REQUIREMENT A: Summarize the blog excerpt in three sentences.

So Yellowstone was amazin. We got to see Old Faithful and some other geysers, not to mention we got pretty close to a couple bison and elk.

Yellowstone is really beautiful and I recommend going to anyone who loves the outdoors.







I took more, A LOT more, so if you would like to see them just tell me and we'll figure it out.

Thursday, September 17, 2009

Dear Mother

You were right, I need new shoes and I should have brought my basketball with me.

Saturday, September 12, 2009

A day Late

"There are two kinds of writers. Those that make you think, and those that make you wonder."
~ Brian Aldiss

Sorry this is a day late, but I didn't read this until today.

Leap
By Brian Doyle
A couple leaped from the south tower, hand in hand. They reached for each other and their hands met and they jumped.

Jennifer Brickhouse saw them falling, hand in hand.

Many people jumped. Perhaps hundreds. No one knows. They struck the pavement with such force that there was a pink mist in the air.

The mayor reported the mist.

A kindergarten boy who saw people falling in flames told his teacher that the birds were on fire. She ran with him on her shoulders out of the ashes.

Tiffany Keeling saw fireballs falling that she later realized were people. Jennifer Griffin saw people falling and wept as she told the story. Niko Winstral saw people free-falling backwards with their hands out, like they were parachuting. Joe Duncan on his roof on Duane Street looked up and saw people jumping. Henry Weintraub saw people "leaping as they flew out." John Carson saw six people fall, "falling over themselves, falling, they were somersaulting." Steve Miller saw people jumping from a thousand feet in the air. Kirk Kjeldsen saw people flailing on the way down, people lining up and jumping, "too many people falling." Jane Tedder saw people leaping and the sight haunts her at night. Steve Tamas counted fourteen people jumping and then he stopped counting. Stuart DeHann saw one woman's dress billowing as she fell, and he saw a shirtless man falling end over end, and he too saw the couple leaping hand in hand.

Several pedestrians were killed by people falling from the sky. A fireman was killed by a body falling from the sky.

But he reached for her hand and she reached for his hand and they leaped out the window holding hands.

I try to whisper prayers for the sudden dead and the harrowed families of the dead and the screaming souls of the murderers but I keep coming back to his hand and her hand nestled in each other with such extraordinary ordinary succinct ancient naked stunning perfect simple ferocious love.

Their hands reaching and joining are the most powerful prayer I can imagine, the most eloquent, the most graceful. It is everything that we are capable of against horror and loss and death. It is what makes me believe that we are not craven fools and charlatans to believe in God, to believe that human beings have greatness and holiness within them like seeds that open only under great fires, to believe that some unimaginable essence of who we are persists past the dissolution of what we were, to believe against such evil hourly evidence that love is why we are here.

STORED DATA:
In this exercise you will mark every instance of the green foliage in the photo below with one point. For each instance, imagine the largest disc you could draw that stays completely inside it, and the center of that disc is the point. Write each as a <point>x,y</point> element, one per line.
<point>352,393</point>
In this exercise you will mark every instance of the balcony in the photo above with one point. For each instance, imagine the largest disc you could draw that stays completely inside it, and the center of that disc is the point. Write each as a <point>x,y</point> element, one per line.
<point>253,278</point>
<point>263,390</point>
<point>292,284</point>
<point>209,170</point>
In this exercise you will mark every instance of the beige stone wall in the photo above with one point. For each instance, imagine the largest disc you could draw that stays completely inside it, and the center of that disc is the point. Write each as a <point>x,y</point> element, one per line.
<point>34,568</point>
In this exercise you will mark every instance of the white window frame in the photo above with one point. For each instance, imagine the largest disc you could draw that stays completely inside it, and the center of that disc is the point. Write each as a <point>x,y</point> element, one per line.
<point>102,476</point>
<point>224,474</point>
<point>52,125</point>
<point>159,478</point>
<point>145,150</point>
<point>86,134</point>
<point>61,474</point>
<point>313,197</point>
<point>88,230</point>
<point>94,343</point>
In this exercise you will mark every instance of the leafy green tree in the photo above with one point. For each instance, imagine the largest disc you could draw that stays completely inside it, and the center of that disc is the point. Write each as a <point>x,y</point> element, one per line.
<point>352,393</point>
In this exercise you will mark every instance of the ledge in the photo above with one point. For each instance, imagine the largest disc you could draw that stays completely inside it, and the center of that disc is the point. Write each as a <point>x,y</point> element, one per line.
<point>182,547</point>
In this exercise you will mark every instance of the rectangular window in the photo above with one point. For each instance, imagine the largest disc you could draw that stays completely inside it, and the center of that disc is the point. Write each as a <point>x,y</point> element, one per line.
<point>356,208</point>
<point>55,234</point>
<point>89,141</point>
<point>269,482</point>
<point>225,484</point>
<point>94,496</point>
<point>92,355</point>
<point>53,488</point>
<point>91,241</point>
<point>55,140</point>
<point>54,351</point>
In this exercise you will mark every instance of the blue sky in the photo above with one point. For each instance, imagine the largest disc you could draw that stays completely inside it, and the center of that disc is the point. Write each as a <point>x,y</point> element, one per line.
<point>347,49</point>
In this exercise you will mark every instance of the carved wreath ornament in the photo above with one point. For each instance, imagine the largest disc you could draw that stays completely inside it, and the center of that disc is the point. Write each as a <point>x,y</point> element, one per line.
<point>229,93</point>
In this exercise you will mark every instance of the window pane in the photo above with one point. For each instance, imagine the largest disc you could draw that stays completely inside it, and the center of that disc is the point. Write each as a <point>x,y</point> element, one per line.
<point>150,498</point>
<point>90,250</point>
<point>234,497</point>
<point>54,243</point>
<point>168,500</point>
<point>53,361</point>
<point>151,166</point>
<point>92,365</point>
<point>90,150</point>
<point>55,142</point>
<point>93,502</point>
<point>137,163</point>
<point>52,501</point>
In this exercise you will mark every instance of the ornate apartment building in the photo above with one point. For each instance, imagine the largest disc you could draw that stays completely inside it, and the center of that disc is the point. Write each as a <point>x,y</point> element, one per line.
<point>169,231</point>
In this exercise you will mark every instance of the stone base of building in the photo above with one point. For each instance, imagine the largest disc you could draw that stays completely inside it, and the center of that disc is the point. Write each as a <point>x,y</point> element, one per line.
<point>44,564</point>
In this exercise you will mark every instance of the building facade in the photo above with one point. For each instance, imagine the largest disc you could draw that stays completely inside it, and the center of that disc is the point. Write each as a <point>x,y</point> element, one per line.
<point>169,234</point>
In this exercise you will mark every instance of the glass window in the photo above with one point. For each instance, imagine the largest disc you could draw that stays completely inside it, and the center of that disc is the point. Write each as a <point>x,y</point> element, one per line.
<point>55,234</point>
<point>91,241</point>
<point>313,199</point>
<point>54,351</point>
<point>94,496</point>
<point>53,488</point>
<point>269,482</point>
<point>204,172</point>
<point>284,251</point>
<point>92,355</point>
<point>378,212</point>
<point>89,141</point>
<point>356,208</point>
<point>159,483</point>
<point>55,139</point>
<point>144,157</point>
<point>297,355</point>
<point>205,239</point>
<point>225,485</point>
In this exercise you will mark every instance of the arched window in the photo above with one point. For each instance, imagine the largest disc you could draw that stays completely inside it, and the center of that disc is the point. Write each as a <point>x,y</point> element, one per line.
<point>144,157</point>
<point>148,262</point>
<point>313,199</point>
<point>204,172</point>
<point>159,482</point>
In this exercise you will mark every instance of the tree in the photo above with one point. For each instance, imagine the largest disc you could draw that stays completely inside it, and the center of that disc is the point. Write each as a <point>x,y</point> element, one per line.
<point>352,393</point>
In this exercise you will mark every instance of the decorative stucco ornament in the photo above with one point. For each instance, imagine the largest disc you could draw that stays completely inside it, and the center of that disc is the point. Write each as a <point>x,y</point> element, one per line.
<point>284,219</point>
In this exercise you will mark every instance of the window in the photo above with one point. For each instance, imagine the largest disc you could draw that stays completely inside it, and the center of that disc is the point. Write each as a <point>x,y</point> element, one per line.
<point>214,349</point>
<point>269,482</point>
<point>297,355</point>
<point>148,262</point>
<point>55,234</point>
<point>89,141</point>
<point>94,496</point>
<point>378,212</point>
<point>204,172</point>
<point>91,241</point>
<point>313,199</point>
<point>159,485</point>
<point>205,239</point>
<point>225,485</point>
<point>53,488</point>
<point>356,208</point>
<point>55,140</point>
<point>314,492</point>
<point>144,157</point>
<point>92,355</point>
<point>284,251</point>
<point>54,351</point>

REQUIREMENT B: Recast the part of the entries that opens with the line containing "In this exercise you will mark every instance of the rectangular" and closes with the line containing "<point>347,49</point>" as a Markdown table. Give it two columns, Row and Entry line, with one row per line and blank lines left out.

FULL RESPONSE A: The blog excerpt opens with a post about Yellowstone, where the writer saw Old Faithful, other geysers, bison and elk, and recommends going to anyone who loves the outdoors. Another post, titled "A day Late," quotes Brian Aldiss on two kinds of writers and then presents "Leap" by Brian Doyle, which gathers accounts from people who saw others jump from the south tower, including a couple who leaped hand in hand. The essay's writer calls those joined hands the most powerful prayer imaginable and says they support the belief that love is why we are here.

FULL RESPONSE B:
| Row | Entry line |
|---|---|
| 1 | In this exercise you will mark every instance of the rectangular window in the photo above with one point. For each instance, imagine the largest disc you could draw that stays completely inside it, and the center of that disc is the point. Write each as a <point>x,y</point> element, one per line. |
| 2 | <point>356,208</point> |
| 3 | <point>55,234</point> |
| 4 | <point>89,141</point> |
| 5 | <point>269,482</point> |
| 6 | <point>225,484</point> |
| 7 | <point>94,496</point> |
| 8 | <point>92,355</point> |
| 9 | <point>53,488</point> |
| 10 | <point>91,241</point> |
| 11 | <point>55,140</point> |
| 12 | <point>54,351</point> |
| 13 | In this exercise you will mark every instance of the blue sky in the photo above with one point. For each instance, imagine the largest disc you could draw that stays completely inside it, and the center of that disc is the point. Write each as a <point>x,y</point> element, one per line. |
| 14 | <point>347,49</point> |